◆ **Job A**
In the text about Joanne Goh below, which film festival premiered Fly By Night?
── Excerpted text
Joanne Goh  is a Malaysian film producer and entrepreneur. Joanne started her career in the entertainment industry in 1997, she is the founder of Jazzy Group of Companies, which organizes live concerts; Jazzy Pictures, a film and TV production company based in Malaysia; and the Malaysia International Film Festival and Malaysia Golden Global Awards.

Career

Jazzy Pictures

In 2017, Goh founded Jazzy Pictures (M) Sdn Bhd, a film production and distribution company.

In 2018, along with Pixel Play Entertainment, Goh co-produced Crossroads: One Two Jaga, which won the Best Film in the 30th Malaysia Film Festival and other local awards. The film’s positive reception paved the way for "a new direction for an industry that comes under close government scrutiny when it comes to subject matter, with its themes of corruption and crime". In the same year, Goh produced Fly By Night, which premiered in the 23rd Busan International Film Festival.
────
◆ **Job B**
Gather every line of the records below that contains the string "motorcycle". Matching is case-sensitive.
── Source material
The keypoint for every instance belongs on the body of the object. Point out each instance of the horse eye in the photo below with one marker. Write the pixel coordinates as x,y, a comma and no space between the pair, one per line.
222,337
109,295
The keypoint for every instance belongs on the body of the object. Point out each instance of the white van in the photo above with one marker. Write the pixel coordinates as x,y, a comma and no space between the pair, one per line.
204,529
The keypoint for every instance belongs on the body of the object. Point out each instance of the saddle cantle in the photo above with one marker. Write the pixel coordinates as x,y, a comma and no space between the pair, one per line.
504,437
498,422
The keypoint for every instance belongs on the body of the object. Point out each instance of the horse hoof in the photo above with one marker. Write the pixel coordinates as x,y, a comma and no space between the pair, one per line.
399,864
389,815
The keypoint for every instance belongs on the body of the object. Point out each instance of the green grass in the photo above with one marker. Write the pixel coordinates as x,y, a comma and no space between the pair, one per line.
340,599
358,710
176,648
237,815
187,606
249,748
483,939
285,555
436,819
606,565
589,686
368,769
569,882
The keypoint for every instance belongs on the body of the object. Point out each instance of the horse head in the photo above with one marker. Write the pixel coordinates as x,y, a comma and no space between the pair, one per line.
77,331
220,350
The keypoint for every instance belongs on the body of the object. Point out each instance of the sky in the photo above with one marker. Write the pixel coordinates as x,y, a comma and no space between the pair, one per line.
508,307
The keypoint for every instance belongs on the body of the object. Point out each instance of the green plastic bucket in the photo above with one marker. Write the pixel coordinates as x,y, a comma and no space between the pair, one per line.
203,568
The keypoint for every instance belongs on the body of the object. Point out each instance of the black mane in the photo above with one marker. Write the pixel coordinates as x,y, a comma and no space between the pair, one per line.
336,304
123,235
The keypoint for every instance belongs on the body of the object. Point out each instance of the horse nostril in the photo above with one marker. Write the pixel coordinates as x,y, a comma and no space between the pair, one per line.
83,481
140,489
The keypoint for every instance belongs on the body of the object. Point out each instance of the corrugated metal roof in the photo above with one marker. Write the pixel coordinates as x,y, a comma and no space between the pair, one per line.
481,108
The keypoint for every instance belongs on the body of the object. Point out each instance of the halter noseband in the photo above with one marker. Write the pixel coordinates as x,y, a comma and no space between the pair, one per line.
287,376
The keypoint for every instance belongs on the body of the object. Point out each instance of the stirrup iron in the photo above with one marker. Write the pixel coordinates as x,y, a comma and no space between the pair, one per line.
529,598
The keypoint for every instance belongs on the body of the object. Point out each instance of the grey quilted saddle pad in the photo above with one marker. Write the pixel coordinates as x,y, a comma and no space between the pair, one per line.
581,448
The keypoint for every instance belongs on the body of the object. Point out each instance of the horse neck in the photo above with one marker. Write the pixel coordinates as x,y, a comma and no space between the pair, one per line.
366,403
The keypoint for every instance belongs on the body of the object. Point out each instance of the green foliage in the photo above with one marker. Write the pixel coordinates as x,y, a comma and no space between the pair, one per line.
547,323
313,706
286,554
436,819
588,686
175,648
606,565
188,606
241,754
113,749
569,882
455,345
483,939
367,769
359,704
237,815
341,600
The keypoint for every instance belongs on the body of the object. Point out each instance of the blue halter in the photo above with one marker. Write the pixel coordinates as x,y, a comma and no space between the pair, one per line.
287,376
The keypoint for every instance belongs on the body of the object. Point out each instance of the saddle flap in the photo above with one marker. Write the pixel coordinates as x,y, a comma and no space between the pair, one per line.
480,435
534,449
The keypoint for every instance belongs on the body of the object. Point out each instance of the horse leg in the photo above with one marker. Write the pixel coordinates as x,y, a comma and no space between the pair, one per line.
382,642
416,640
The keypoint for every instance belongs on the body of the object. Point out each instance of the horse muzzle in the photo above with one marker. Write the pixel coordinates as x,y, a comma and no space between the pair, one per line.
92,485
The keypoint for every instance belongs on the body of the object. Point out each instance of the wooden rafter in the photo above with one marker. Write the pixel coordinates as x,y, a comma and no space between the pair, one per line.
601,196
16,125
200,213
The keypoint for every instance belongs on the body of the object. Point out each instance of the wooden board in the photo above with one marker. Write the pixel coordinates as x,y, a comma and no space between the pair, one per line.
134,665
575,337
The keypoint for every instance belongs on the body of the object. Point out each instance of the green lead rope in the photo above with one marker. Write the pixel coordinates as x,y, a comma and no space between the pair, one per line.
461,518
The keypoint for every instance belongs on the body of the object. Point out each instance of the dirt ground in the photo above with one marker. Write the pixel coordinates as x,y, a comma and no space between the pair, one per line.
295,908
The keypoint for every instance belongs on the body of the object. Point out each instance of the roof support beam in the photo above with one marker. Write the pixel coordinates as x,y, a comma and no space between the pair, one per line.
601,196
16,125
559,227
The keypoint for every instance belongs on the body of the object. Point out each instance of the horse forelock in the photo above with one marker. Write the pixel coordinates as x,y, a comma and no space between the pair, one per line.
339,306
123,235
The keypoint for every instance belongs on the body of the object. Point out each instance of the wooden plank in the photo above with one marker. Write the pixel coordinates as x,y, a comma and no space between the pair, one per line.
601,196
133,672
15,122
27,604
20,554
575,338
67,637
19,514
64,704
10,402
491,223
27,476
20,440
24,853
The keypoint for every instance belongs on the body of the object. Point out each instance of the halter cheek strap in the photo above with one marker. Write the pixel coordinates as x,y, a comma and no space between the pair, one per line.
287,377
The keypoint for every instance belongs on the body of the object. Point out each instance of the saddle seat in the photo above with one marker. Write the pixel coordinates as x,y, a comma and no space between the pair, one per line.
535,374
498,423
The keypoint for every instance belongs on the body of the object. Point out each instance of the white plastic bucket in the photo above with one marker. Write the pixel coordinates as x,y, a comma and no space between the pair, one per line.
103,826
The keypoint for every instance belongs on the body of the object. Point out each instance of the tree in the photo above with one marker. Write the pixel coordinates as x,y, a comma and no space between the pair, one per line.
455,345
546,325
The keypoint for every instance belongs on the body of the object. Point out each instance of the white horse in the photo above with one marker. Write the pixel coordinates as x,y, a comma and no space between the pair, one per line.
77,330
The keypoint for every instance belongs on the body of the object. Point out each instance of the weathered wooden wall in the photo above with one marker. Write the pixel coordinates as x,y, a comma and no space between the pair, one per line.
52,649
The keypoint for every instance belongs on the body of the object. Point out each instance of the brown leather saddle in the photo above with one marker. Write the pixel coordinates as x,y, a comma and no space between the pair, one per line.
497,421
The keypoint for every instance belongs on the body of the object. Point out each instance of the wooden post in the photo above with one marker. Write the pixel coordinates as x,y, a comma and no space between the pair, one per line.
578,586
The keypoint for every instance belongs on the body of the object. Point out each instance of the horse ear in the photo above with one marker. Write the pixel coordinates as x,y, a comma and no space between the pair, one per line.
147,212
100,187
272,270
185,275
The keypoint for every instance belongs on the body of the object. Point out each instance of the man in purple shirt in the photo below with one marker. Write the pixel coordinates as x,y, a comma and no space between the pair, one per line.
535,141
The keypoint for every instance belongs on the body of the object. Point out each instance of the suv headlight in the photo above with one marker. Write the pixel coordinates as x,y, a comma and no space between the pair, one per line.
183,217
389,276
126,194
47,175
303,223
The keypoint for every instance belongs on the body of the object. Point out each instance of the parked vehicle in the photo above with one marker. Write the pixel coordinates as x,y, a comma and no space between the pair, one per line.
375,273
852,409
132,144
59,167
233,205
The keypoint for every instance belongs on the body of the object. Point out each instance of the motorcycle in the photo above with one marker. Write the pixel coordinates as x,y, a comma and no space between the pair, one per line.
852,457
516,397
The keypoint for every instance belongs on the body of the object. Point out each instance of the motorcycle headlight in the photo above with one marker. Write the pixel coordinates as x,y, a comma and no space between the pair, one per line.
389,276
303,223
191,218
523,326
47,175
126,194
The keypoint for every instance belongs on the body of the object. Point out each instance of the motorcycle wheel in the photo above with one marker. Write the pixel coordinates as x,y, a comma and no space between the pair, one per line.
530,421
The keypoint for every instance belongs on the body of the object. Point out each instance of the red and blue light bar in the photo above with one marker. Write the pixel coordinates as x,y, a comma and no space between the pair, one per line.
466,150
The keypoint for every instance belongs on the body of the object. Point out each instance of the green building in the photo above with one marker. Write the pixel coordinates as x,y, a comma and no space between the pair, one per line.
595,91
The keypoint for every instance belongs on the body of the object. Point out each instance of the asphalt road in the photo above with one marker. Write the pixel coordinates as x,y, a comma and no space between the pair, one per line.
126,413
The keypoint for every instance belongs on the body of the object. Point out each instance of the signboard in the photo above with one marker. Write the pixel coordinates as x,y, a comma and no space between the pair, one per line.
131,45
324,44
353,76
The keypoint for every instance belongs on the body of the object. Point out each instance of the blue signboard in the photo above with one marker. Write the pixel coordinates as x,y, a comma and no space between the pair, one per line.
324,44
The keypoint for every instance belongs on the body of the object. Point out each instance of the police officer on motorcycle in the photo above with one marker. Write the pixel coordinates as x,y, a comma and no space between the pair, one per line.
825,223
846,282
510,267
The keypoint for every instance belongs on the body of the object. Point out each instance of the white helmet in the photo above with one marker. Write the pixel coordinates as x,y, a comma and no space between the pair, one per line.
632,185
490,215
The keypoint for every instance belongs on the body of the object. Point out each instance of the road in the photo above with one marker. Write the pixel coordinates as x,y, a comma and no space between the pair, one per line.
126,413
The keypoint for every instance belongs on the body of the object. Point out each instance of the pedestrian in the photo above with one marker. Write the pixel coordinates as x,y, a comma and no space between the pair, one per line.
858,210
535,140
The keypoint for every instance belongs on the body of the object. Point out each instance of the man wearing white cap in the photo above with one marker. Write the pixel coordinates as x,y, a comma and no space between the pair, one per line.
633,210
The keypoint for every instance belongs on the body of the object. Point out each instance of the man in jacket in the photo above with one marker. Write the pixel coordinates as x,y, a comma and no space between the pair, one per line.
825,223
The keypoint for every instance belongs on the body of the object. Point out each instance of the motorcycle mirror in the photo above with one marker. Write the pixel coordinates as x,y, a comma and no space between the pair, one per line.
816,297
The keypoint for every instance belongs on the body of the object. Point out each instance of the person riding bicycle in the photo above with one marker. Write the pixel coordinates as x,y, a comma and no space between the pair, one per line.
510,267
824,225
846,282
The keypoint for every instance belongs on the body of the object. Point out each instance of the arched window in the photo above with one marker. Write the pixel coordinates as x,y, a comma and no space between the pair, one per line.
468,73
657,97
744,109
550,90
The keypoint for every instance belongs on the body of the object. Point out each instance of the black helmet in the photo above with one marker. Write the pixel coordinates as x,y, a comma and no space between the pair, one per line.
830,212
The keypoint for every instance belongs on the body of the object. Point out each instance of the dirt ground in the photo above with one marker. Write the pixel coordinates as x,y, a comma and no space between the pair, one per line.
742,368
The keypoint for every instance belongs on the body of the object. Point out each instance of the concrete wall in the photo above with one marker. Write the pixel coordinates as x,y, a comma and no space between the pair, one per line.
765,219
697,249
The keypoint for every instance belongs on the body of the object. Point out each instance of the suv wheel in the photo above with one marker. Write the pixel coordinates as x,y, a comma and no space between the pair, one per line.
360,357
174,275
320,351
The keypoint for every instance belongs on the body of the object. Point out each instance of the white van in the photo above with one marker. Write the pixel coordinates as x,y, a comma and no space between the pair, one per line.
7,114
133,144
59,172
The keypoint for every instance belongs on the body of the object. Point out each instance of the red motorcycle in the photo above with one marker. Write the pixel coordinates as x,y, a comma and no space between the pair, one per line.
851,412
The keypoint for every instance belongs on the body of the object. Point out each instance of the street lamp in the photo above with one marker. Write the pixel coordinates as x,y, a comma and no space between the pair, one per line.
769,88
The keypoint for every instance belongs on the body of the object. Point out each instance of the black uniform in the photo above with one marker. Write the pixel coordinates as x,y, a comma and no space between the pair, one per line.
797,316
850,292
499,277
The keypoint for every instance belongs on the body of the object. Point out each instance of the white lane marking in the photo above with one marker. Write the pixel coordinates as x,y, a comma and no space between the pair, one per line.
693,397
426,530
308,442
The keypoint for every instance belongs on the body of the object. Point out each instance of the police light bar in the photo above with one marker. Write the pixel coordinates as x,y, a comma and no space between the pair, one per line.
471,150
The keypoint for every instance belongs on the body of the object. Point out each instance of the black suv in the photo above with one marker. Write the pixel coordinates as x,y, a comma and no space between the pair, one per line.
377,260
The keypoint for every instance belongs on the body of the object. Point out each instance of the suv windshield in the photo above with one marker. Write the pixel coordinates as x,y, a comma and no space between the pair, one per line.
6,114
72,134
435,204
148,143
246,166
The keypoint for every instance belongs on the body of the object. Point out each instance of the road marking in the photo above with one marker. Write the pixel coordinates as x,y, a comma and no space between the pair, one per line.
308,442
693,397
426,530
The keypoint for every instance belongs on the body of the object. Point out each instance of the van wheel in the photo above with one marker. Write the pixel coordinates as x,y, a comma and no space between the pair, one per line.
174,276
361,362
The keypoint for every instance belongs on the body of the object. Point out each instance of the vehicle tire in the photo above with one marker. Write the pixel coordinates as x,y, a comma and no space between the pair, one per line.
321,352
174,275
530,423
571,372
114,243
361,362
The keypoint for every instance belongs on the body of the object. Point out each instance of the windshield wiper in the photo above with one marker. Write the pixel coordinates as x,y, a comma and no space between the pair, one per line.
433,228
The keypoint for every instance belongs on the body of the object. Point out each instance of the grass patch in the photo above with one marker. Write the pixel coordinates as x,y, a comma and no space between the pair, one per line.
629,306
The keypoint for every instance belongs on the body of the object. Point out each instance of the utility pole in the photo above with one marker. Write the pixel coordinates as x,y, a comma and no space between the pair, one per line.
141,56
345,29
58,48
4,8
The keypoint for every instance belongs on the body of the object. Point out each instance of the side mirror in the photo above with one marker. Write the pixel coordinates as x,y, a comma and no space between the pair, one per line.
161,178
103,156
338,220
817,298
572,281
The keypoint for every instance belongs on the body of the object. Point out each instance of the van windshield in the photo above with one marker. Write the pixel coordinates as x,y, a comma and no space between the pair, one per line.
────
◆ **Solution A**
The 23rd Busan International Film Festival.

◆ **Solution B**
The keypoint for every instance belongs on the body of the object. Point out each instance of the motorcycle in the photo above with one marker. Write the pixel coordinates as x,y, a comma and no space between the pair, one per line.
The keypoint for every instance belongs on the body of the object. Point out each instance of the motorcycle headlight in the photo above with one marker. Write the pixel coordinates as x,y, a comma and no space between the pair, one per line.
The keypoint for every instance belongs on the body of the object. Point out each instance of the motorcycle wheel in the photo above with one marker. Write the pixel coordinates as x,y, a comma and no space between the pair, one per line.
The keypoint for every instance belongs on the body of the object. Point out each instance of the police officer on motorcycle in the photo above with one marker. Write the pixel coordinates as x,y, a comma and no space between the pair, one per line.
The keypoint for every instance belongs on the body of the object. Point out each instance of the motorcycle mirror in the photo above with one marker. Write the pixel coordinates as x,y, a comma and no space between the pair, one per line.
The keypoint for every instance belongs on the body of the object. Point out each instance of the red motorcycle in the photo above with one marker. Write the pixel coordinates as x,y, a comma and no space between the pair, one per line.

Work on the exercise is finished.